:: ENTRIES SHOWN ::

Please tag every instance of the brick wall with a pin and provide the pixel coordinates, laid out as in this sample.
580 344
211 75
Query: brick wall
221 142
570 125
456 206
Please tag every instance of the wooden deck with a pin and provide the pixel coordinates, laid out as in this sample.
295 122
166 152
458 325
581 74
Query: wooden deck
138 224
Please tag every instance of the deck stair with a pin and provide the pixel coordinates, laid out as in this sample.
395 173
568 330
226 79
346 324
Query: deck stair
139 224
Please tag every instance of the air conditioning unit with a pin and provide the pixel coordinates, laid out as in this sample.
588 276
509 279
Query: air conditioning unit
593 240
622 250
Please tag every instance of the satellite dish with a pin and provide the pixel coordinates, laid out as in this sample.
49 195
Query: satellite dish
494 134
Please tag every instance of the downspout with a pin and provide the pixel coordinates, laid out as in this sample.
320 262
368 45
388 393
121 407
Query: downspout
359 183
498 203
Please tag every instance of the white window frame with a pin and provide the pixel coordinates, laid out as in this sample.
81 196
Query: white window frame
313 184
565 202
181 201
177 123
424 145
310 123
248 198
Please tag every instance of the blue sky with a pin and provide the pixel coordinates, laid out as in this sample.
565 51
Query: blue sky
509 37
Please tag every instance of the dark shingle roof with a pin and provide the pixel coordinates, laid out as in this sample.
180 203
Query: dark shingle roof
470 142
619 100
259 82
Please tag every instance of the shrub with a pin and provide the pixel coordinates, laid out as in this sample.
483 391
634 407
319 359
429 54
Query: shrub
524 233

:::

# EXERCISE DIRECTIONS
Please give, as a single number with nothing added, the count of lines in the records that contain the word "provide".

# TASK RESULT
10